'''
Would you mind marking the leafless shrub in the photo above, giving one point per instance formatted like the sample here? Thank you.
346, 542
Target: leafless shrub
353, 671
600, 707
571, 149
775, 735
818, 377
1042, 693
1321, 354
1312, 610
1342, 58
'''
◆ Task: Return all of the entries word for word.

◆ Result for this task:
Would you mind marking the leafless shrub in the photo above, giving one point per instance formatted like the sample here? Thank you.
346, 542
Target: leafless shrub
353, 671
600, 707
571, 149
775, 735
818, 377
1042, 693
1321, 354
1312, 610
1342, 58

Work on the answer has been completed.